> [SOURCE TEXT]
= Beginning of Section =
Reducing Foodborne Bacterial Biofilms on Produce and Packaging with an Engineered Enzyme

Biofilm formation is a major cause of post-harvest microbial persistence on fresh produce and packaging surfaces, as the biofilm matrix can provide pathogens and other bacteria with protection from common disinfection approaches. The potential of an enzyme-based food processing aide has been investigated as a green, targeted supplement to common disinfection practices for preventing bacterial adhesion and removing mature biofilms. Crystal violet staining of biofilms formed in multi-well polystyrene plates has been used to demonstrate the efficacy of enzymatic biofilm prevention and removal on E. coli O157:H7, E. coli 25922, Salmonella Typhimurium, and Listeria monocytogenes. In the presence of 0.1 mg/mL enzyme, biofilm development was significantly inhibited for all bacteria, with a maximum of 41 ± 7% reduction for E. coli O157:H7. Effectiveness of mature biofilm removal varied by bacteria species type, with a maximum of 35 ± 12% reduction for E. coli O157:H7. A microfluidic flow cell was used to directly observe and quantify the impact of enzyme rinses on E. coli O157:H7 cells adhered to spinach leaf surfaces. In the flow cell, enzyme rinses resulted in significantly greater cell removal than water, representing a reversal of initial phases of biofilm formation.
= End of Section =
> [DATA FOR ANALYSIS]
= Beginning of Section =
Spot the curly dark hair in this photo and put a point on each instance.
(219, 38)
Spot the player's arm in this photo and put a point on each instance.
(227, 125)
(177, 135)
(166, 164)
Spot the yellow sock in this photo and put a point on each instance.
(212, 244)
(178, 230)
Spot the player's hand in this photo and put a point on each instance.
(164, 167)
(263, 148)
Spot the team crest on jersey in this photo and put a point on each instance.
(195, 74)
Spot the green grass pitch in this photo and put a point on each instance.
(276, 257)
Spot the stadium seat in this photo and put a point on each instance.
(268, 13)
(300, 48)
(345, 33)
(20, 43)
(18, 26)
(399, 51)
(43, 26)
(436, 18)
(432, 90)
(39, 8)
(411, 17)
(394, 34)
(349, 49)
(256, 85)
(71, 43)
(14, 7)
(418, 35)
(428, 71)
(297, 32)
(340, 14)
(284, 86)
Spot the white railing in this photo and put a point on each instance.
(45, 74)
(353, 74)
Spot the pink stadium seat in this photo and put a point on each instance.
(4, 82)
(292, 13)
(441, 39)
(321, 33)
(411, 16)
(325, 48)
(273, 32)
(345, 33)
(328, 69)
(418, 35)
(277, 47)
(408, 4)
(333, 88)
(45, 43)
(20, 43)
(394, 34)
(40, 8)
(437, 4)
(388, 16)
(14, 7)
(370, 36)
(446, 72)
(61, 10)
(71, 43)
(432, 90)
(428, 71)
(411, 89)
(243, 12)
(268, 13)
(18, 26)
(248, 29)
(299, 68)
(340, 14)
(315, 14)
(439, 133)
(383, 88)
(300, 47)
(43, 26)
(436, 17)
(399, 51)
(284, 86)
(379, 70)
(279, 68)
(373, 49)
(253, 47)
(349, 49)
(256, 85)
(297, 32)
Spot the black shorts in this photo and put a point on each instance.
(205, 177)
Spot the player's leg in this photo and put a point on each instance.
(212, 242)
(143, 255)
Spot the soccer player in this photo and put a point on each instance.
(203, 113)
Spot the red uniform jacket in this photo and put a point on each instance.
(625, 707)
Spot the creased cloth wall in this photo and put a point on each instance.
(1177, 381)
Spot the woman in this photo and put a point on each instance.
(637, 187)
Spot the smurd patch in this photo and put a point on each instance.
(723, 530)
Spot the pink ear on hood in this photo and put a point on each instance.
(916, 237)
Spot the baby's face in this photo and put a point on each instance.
= End of Section =
> [WORK INSTRUCTIONS] In the source text about enzyme treatment of biofilms, what was the maximum reduction in biofilm development in the presence of 0.1 mg/mL enzyme, and for which bacterium? Rely solely on the source text above.

> [TASK ANSWER] The maximum reduction was 41 ± 7%, for E. coli O157:H7.